____ TEXTO PARA LEER
II. MEMORIA DEL MAL TENTACION DEL BIEN

En su nunca suficientemente celebrado ensayo Humanidad e Inhumanidad. Una historia moral del siglo XX, Jonathan Glover, su autor, escribía: “Al principio del siglo [XX] reinaba el optimismo, hijo de la Ilustración, de que la expansión de la perspectiva humana y científica llevaría a la desaparición no sólo de la guerra, sino también de otras formas de crueldad y de barbarie que llenarían la cámara de los horrores del museo de nuestro pasado primitivo” (Cátedra, Madrid, 1999, p. 24). En efecto, a la luz de estas expectativas, el siglo de Hitler, de Stalin, de Mao, de Pol Pot; la infausta época del Gulag, de Auschwitz, de Hiroshima, de Vietnam, de Yugoslavia; y de tantas otras guerras y masacres genocidas, sería seguramente una sorpresa absoluta y trágicamente imprevisible e inesperada. Muchos de estos acontecimientos —casi todos— fueron posibles por el enceguecimiento de hombres y pueblos obsesionados por establecer, hacer realidad, guiados por determinadas creencias ideológicas una gran utopía, una macroutopía definitiva y perfecta: el Tercer Reich nazi, en un caso, el Paraíso comunista estalinista, en otro. O cualesquiera otras de carácter nacionalista, tribal o imperialista.
________
____ CONTENIDO DE DATOS
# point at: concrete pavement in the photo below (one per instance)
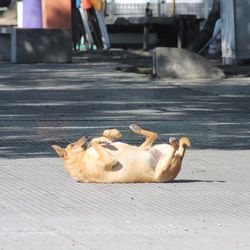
(41, 207)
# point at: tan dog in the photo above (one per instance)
(108, 161)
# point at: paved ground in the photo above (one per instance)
(41, 207)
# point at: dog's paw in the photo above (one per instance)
(112, 133)
(173, 142)
(135, 128)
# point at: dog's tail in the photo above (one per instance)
(184, 142)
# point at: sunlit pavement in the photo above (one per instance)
(41, 207)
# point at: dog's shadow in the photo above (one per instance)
(195, 181)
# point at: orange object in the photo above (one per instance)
(56, 14)
(86, 4)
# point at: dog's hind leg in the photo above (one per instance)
(107, 159)
(167, 168)
(150, 136)
(112, 134)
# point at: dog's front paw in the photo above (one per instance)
(173, 142)
(112, 134)
(135, 128)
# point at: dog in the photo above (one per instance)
(109, 161)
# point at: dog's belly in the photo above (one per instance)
(133, 164)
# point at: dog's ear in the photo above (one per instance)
(59, 150)
(81, 141)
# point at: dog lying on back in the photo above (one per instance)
(107, 161)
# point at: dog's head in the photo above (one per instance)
(71, 149)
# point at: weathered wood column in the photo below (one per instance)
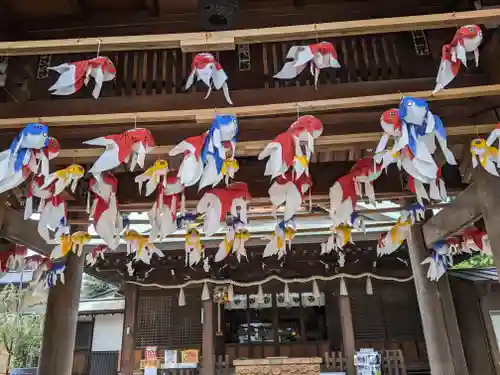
(348, 340)
(128, 339)
(454, 338)
(431, 309)
(58, 343)
(208, 343)
(488, 196)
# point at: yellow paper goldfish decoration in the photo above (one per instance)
(487, 155)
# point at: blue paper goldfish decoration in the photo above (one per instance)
(205, 156)
(28, 153)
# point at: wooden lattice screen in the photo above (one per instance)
(161, 322)
(104, 363)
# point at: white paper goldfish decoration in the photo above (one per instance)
(193, 247)
(439, 261)
(131, 146)
(74, 76)
(289, 192)
(217, 203)
(293, 148)
(485, 155)
(391, 241)
(206, 69)
(281, 239)
(169, 202)
(467, 39)
(341, 236)
(140, 245)
(28, 155)
(104, 211)
(206, 158)
(319, 55)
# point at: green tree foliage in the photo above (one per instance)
(20, 332)
(92, 287)
(480, 260)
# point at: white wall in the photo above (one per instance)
(108, 331)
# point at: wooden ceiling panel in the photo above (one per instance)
(29, 9)
(113, 5)
(178, 7)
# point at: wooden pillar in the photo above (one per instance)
(431, 310)
(348, 341)
(127, 357)
(488, 195)
(58, 343)
(208, 343)
(456, 346)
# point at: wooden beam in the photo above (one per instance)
(462, 211)
(57, 351)
(227, 40)
(488, 201)
(253, 148)
(204, 116)
(431, 310)
(24, 232)
(348, 337)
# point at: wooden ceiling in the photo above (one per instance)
(27, 19)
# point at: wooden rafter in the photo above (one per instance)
(204, 116)
(253, 148)
(227, 40)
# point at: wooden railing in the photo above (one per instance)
(163, 72)
(392, 363)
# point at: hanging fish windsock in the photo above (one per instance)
(63, 178)
(220, 137)
(391, 241)
(421, 129)
(73, 76)
(107, 220)
(439, 261)
(53, 218)
(163, 214)
(485, 155)
(192, 164)
(19, 161)
(153, 176)
(131, 145)
(206, 69)
(467, 39)
(343, 198)
(320, 56)
(40, 164)
(96, 253)
(290, 192)
(292, 148)
(217, 203)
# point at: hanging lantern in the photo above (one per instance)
(217, 14)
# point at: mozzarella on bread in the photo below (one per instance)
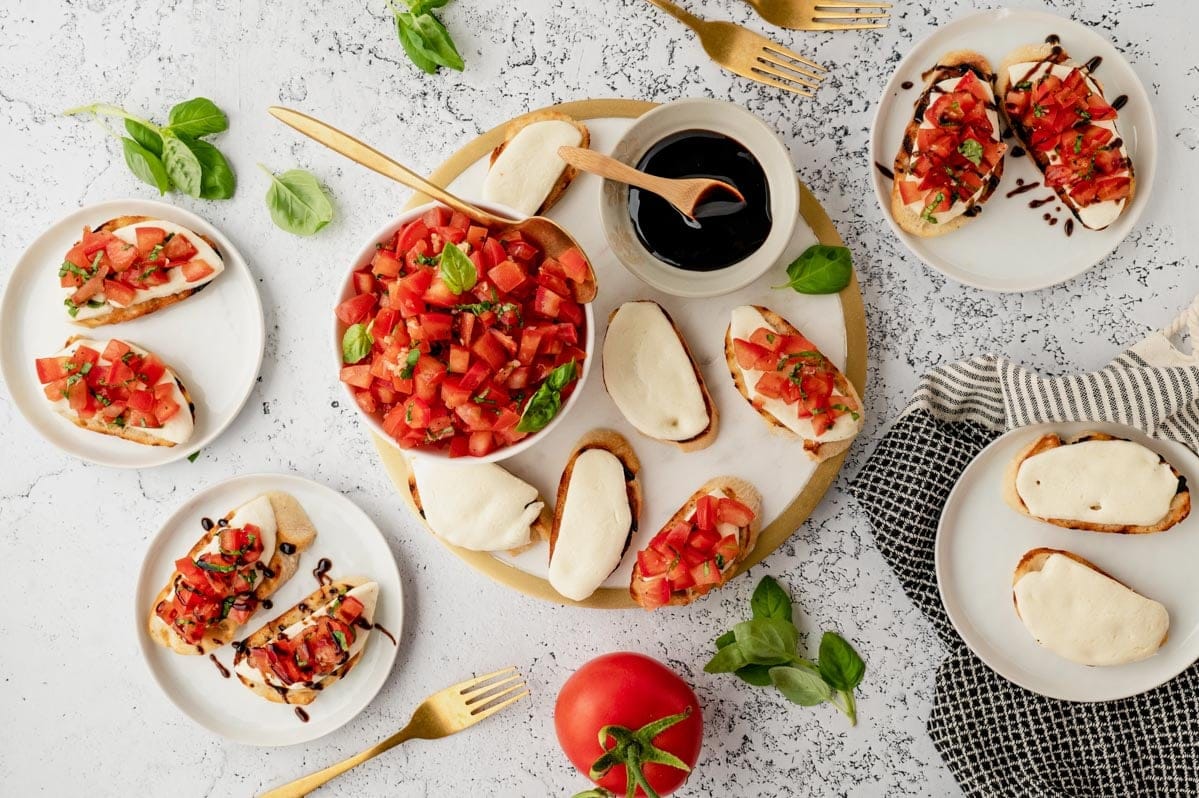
(650, 375)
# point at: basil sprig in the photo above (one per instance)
(763, 652)
(547, 400)
(820, 268)
(173, 156)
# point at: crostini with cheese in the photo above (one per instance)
(118, 388)
(317, 642)
(793, 386)
(134, 265)
(652, 378)
(596, 513)
(1082, 614)
(1097, 482)
(238, 563)
(700, 546)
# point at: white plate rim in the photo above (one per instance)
(209, 494)
(1127, 222)
(233, 257)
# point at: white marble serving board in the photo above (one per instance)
(745, 446)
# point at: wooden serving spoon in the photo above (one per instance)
(548, 235)
(686, 194)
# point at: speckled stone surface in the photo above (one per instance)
(79, 712)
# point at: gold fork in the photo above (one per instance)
(821, 14)
(743, 52)
(441, 714)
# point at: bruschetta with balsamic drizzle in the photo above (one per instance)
(793, 386)
(1056, 109)
(134, 265)
(952, 153)
(238, 563)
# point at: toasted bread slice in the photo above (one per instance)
(302, 693)
(293, 529)
(667, 397)
(607, 555)
(817, 449)
(747, 536)
(1052, 53)
(1179, 506)
(116, 315)
(567, 173)
(951, 65)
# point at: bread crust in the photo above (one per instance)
(706, 436)
(1056, 54)
(814, 449)
(294, 527)
(116, 315)
(568, 173)
(299, 694)
(614, 443)
(1180, 506)
(949, 66)
(734, 488)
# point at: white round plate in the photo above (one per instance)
(1010, 247)
(214, 339)
(356, 548)
(981, 539)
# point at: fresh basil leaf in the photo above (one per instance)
(182, 167)
(457, 270)
(297, 203)
(800, 685)
(839, 664)
(356, 343)
(770, 600)
(199, 116)
(820, 268)
(145, 165)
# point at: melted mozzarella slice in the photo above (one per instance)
(1083, 616)
(595, 525)
(476, 506)
(178, 428)
(650, 376)
(1101, 482)
(526, 170)
(746, 319)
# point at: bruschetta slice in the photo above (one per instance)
(525, 171)
(302, 652)
(1056, 109)
(1082, 614)
(238, 563)
(654, 379)
(134, 265)
(700, 546)
(596, 513)
(477, 506)
(952, 153)
(1097, 482)
(793, 386)
(118, 388)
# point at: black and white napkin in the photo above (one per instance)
(995, 737)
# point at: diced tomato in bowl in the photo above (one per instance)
(444, 354)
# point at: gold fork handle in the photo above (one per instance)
(303, 785)
(371, 158)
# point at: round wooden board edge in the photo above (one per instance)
(775, 533)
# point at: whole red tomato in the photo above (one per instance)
(648, 718)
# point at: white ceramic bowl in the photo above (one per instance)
(347, 290)
(763, 143)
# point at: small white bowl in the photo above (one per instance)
(755, 135)
(347, 290)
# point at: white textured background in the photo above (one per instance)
(79, 713)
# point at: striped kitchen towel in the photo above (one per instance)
(995, 737)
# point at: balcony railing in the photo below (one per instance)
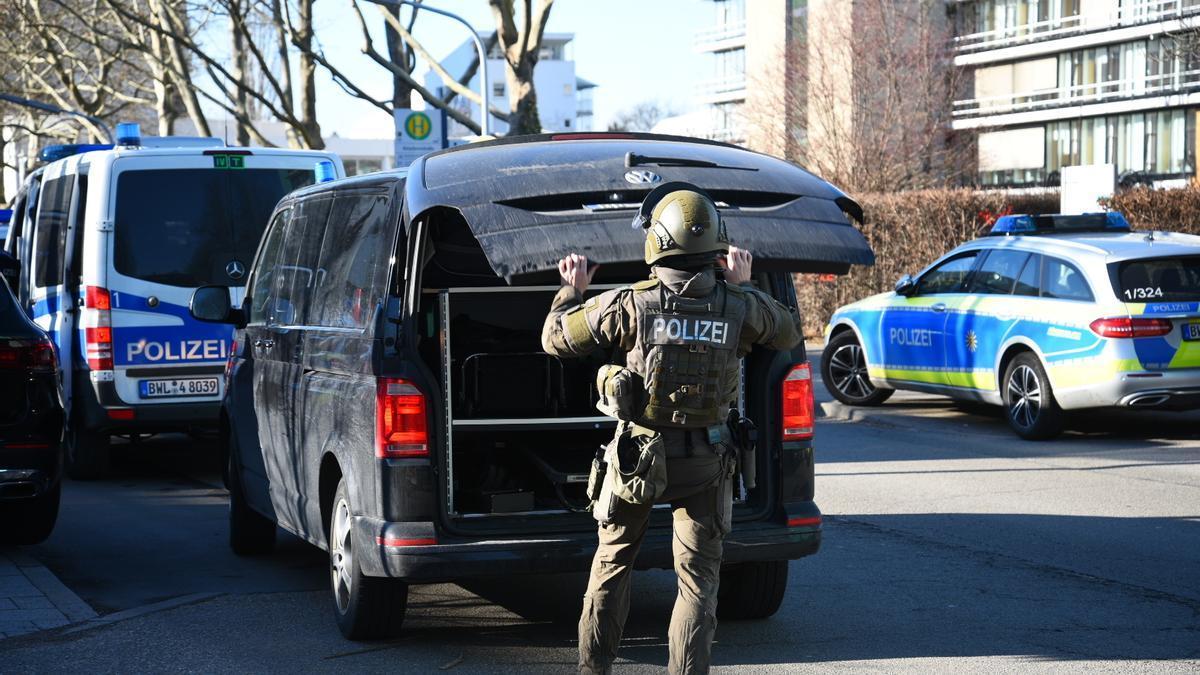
(727, 84)
(1078, 94)
(720, 34)
(1146, 11)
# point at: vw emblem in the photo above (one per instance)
(642, 177)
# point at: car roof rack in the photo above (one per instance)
(1060, 223)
________
**PROBLEMA PLANTEADO 1**. Según la lectura, ¿qué optimismo reinaba a principios del siglo XX?
**PROBLEMA PLANTEADO 2**. Explica, con lo que dice la lectura, qué hizo posibles casi todas las guerras y masacres del siglo XX que menciona.
**PROBLEMA PLANTEADO 3**. Retoma la lectura sobre la historia moral del siglo XX y continúala a partir de su última oración.
Los datos no tienen relación con la lectura.

**RESPUESTA 1**. Se creía que la expansión de la perspectiva humana y científica llevaría a la desaparición de la guerra y de otras formas de crueldad y de barbarie.

**RESPUESTA 2**. Fueron posibles por el enceguecimiento de hombres y pueblos obsesionados por hacer realidad, guiados por ciertas creencias ideológicas, una gran utopía definitiva y perfecta. Esa utopía fue el Tercer Reich nazi o el Paraíso comunista estalinista, o bien otra de carácter nacionalista, tribal o imperialista.

**RESPUESTA 3**.
No cabe duda alguna de que el anhelo o ensoñación de toda utopía es establecer un mundo mejor, una sociedad “bien ordenada”, justa, igualitaria —desde sus variados y diferentes esquemas o prejuicios ideológicos— y, además, de manera inmediata, irreversible, inmodificable, eterna, definitiva, esto es antihistórica e inhumana, sin tener en cuenta su viabilidad o factibilidad (sus posibilidades reales) ni los medios utilizados para lograr sus objetivos finales, que deben ser legítimos y moralmente irreprochables . Tampoco cabe cuestionar que los resultados de tal pretensión han sido siempre violentos o catastróficos. Por eso Goya titulaba uno de sus más celebérrimos grabados con la sabia sentencia: “El sueño de la razón produce monstruos”.

‘El sueño de la razón produce monstruos’ de Francisco de Goya (detalle)

Augusto del Noce, el gran pensador italiano estudioso del gnosticismo político violento, revolucionario y totalitario, en una de sus obras más conocidas (Il suicidio della revoluzione, Rusconi, Milan, 1978) acuñó la noción de heterogénesis de los fines (una buena definición de la palabra “serendipia”, por otra parte) para referirse al hecho, que afecta a muchas de esas utopías llevadas impositivamente a la práctica, consistente en que a menudo nuestras buenas intenciones, al ser realizadas, se convierten en su contrario por un extraño y azaroso mecanismo que nuestra sabiduría popular lograría felizmente expresar mediante el conocido refrán de que “el infierno está empedrado de buenas intenciones”.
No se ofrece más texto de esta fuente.